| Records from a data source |
----
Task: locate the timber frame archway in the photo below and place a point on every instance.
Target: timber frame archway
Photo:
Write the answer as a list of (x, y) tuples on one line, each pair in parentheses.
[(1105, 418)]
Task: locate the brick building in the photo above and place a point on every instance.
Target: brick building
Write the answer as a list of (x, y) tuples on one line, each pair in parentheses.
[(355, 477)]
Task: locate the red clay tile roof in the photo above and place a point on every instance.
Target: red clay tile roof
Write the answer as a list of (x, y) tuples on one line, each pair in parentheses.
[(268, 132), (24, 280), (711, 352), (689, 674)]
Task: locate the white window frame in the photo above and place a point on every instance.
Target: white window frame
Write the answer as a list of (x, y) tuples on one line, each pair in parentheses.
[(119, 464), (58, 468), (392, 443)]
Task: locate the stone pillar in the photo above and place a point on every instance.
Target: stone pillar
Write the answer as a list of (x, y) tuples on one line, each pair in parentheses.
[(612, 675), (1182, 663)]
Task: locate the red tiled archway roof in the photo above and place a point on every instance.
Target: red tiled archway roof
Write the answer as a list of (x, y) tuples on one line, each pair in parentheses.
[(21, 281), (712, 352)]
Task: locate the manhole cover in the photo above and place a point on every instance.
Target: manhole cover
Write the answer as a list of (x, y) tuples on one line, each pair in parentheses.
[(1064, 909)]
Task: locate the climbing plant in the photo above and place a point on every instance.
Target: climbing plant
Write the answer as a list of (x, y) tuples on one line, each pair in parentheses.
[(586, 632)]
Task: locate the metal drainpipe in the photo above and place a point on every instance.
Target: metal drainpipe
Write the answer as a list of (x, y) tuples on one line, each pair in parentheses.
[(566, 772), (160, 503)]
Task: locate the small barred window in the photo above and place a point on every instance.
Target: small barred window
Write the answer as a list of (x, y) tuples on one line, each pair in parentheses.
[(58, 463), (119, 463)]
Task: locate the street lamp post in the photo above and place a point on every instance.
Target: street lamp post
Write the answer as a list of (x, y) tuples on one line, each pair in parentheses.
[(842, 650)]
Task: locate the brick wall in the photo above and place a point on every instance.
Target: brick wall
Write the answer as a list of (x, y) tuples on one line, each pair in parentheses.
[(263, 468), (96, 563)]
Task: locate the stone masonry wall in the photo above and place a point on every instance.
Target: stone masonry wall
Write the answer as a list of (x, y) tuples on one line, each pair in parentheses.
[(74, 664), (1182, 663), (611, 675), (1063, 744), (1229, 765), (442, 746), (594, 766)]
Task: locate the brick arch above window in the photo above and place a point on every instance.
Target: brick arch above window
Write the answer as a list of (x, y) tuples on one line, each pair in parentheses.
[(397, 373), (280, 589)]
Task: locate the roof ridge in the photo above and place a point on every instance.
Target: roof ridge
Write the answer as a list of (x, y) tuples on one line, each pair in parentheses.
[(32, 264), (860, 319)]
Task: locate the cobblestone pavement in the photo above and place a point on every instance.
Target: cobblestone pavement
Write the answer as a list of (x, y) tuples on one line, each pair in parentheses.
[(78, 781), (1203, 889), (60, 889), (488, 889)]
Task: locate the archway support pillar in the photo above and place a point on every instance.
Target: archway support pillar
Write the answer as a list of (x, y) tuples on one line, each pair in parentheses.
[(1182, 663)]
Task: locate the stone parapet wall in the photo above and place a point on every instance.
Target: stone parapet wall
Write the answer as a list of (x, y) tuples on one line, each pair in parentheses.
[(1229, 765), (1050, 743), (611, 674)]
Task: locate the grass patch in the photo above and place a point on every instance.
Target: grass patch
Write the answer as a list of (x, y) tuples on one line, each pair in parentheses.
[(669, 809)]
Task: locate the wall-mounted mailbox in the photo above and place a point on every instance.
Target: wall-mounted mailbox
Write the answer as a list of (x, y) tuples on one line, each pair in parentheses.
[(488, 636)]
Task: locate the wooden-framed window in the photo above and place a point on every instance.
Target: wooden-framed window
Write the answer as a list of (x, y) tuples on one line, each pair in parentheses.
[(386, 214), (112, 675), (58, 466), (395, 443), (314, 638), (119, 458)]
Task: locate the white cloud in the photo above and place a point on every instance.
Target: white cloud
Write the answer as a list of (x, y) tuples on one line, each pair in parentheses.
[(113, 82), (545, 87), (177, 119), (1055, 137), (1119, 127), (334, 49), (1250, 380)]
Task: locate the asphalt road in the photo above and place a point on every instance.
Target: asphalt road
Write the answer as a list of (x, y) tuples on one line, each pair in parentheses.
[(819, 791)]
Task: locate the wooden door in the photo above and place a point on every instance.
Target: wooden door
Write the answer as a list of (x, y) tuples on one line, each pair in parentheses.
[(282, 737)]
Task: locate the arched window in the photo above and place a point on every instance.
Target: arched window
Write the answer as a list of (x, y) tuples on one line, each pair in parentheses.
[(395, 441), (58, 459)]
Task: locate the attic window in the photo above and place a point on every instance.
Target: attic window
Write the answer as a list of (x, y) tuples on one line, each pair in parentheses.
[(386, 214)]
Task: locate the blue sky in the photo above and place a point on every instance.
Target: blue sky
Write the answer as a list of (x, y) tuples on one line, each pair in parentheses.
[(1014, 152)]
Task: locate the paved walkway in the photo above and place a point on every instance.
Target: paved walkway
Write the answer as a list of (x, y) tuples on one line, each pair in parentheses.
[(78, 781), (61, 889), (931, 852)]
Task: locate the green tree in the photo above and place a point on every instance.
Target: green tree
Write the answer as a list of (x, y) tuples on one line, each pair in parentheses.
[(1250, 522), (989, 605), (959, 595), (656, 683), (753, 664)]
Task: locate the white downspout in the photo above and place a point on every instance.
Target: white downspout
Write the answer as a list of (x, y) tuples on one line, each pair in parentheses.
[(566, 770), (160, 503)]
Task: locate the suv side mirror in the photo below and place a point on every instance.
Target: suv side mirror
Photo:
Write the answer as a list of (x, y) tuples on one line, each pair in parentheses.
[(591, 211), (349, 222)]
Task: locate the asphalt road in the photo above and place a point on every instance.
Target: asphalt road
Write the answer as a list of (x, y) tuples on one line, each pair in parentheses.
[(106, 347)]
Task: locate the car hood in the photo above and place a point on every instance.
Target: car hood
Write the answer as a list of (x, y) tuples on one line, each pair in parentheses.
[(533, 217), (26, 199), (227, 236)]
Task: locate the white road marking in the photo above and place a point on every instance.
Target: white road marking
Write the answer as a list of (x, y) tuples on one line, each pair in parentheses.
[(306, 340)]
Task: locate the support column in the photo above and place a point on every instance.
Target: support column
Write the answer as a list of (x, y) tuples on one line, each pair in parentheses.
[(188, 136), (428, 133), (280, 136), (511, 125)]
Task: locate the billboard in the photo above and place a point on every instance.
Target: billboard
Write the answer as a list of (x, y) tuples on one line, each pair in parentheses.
----
| EXERCISE DETAILS |
Copy out the material above again word for word, beginning at the line that contains "Task: locate the stone parapet" and continuing through the line that contains "49), (1250, 380)]", with both of those lines included.

| SOLUTION BELOW |
Task: locate the stone parapet wall in the photo above and place a point on every instance.
Target: stone parapet wall
Write the answer as a list of (x, y) tuples on one line, each pair in parentheses.
[(1229, 765), (1050, 743), (611, 674)]
Task: locate the grass patch in the photo above and place a point on every instance.
Target: grass patch
Write the answer as a list of (x, y) tuples on one line, each pair in parentheses.
[(669, 809)]
Task: locate the wall-mounted mailbox in the photo above and place a point on every instance.
Target: wall-mounted mailbox
Write the answer as a list of (x, y) tuples on one line, each pair in parentheses.
[(488, 636)]
Task: locate the wooden-framed window in the photo above and place a point on every instance.
Target: wooden-framed window
Write the answer as a list of (x, y) tuples on one line, each pair in parentheses.
[(386, 214), (112, 675), (58, 466), (395, 443), (314, 638), (119, 458)]
Task: locate the white cloud in the photo above and place a point on every instance.
Target: white cloud
Write the answer as a list of (x, y) tuples on one line, each pair in parentheses.
[(113, 82), (545, 87), (177, 119), (1055, 137), (1119, 127), (334, 49), (1250, 380)]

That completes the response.